→ **What is being asked**
What lines in the records below mention "leaf"? List them all.

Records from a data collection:
————
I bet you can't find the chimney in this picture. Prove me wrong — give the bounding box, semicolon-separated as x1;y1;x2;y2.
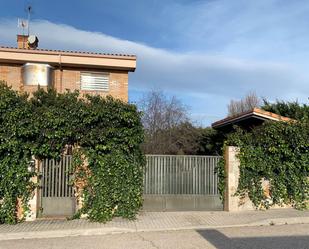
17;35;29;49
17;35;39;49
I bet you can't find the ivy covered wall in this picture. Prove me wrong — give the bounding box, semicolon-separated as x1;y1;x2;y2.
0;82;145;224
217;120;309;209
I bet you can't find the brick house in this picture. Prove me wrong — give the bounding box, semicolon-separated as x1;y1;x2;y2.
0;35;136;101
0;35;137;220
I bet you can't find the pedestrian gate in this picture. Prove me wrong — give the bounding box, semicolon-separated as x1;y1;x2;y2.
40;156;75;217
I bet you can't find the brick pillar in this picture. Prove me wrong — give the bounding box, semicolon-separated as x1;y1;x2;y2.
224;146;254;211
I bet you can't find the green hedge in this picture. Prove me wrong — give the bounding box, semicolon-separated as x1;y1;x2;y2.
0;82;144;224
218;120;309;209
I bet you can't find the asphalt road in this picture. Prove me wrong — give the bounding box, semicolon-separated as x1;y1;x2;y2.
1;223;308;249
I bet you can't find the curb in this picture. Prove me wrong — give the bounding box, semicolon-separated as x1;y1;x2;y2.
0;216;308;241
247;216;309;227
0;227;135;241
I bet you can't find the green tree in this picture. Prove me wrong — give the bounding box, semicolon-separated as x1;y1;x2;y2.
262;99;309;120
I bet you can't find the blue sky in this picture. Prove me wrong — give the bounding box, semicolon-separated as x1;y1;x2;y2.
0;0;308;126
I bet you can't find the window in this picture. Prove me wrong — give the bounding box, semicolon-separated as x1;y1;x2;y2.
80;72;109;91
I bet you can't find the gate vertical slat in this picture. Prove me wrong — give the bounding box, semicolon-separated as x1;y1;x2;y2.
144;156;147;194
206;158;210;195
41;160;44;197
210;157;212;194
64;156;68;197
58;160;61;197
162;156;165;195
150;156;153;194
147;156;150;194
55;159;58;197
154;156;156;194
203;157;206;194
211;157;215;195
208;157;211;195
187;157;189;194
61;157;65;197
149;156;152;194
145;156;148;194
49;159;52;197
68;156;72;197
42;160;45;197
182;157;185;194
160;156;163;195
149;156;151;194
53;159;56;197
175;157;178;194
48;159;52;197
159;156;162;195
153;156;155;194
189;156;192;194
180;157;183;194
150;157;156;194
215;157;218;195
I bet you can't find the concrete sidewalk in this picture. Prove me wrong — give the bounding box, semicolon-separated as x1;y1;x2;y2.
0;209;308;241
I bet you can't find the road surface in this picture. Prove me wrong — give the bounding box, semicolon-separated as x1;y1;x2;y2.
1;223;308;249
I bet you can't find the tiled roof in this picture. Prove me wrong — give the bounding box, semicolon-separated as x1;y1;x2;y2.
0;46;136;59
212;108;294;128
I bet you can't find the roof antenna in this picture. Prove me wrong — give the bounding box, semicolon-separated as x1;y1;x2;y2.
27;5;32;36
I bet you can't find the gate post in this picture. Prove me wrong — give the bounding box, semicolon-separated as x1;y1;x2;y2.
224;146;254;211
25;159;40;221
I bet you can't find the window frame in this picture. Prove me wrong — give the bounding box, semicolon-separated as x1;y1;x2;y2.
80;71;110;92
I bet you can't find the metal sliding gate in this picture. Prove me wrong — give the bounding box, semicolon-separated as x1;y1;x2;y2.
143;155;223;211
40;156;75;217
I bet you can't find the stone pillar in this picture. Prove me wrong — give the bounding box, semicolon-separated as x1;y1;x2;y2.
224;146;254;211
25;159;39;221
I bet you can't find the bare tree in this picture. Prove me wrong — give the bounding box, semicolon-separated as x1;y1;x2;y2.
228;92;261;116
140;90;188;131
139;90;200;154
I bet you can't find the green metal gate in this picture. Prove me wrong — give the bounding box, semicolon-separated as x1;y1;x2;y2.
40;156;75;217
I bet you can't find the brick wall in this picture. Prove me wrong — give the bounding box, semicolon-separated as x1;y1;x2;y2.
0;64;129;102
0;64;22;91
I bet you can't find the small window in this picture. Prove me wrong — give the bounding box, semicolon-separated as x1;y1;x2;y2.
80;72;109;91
————
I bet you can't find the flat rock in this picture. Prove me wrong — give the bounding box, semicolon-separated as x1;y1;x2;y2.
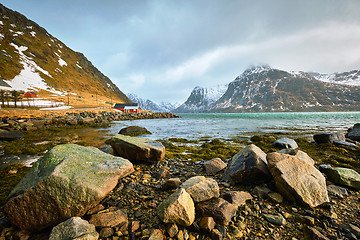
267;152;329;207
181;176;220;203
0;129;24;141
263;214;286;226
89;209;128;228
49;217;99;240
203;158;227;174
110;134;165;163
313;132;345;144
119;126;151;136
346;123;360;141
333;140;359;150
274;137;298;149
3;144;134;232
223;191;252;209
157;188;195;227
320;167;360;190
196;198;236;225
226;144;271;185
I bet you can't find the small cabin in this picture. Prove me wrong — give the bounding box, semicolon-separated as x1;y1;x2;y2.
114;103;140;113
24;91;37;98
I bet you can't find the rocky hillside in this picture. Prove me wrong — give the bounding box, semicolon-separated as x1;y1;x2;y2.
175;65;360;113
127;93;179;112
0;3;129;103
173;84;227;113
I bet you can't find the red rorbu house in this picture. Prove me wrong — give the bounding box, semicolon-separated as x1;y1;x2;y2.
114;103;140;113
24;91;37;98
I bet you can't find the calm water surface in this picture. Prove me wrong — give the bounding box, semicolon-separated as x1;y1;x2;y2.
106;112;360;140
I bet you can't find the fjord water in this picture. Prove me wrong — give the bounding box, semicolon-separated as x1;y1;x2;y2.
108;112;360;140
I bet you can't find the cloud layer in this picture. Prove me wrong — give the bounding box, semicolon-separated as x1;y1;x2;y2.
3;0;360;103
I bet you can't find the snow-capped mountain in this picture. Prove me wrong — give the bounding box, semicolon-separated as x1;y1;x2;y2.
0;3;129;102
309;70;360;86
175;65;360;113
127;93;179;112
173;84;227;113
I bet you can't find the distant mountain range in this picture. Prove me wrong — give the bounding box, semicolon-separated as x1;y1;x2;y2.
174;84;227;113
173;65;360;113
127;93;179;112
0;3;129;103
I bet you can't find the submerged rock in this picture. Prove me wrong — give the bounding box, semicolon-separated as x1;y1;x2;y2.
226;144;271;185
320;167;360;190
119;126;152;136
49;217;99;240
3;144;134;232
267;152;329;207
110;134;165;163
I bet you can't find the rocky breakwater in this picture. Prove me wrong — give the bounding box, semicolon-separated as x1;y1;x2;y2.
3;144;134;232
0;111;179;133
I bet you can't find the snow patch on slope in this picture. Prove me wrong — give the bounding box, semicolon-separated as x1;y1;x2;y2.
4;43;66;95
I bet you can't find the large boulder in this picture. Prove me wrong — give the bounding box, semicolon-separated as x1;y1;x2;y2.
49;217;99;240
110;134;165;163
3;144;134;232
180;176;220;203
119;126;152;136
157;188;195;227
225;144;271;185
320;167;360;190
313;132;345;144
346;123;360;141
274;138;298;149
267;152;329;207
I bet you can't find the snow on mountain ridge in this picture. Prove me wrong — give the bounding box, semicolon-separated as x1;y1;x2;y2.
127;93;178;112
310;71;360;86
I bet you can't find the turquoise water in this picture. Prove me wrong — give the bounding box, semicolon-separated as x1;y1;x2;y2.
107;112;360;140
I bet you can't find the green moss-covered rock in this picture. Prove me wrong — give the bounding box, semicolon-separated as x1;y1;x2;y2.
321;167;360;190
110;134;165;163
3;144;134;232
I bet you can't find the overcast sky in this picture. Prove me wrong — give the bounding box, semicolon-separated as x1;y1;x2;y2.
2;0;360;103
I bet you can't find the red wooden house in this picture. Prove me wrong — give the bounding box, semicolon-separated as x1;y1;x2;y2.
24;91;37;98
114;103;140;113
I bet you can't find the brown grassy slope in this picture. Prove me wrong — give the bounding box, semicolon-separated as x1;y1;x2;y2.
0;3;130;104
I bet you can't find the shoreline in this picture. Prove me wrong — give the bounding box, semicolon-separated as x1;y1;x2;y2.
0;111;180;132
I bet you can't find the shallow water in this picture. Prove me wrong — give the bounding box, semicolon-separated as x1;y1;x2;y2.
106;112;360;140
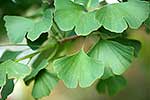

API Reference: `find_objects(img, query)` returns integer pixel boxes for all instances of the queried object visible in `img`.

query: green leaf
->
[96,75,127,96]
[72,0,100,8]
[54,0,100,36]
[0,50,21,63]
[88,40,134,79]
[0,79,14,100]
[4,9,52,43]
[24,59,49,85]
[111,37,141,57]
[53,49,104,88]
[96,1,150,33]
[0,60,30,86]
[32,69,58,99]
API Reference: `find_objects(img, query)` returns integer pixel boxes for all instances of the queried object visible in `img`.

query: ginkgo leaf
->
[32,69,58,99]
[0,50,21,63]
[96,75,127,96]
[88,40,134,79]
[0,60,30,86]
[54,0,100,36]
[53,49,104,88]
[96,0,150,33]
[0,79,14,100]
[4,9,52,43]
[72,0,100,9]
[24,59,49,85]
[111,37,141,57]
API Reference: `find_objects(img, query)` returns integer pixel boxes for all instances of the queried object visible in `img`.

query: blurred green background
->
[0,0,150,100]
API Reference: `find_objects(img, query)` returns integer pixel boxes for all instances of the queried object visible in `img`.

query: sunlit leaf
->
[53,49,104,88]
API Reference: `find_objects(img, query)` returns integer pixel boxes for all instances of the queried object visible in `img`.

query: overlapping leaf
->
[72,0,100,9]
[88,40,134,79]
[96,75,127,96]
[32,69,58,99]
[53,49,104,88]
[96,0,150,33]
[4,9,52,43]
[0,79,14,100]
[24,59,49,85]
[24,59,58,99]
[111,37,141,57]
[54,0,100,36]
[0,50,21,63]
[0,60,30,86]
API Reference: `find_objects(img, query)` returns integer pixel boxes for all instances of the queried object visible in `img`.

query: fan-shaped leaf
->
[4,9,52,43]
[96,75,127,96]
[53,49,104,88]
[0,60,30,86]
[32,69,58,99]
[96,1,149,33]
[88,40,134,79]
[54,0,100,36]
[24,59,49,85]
————
→ **Solution to this exercise**
query: green leaf
query: ginkgo leaf
query: sunlit leaf
query: overlapping leaf
query: fan-shaped leaf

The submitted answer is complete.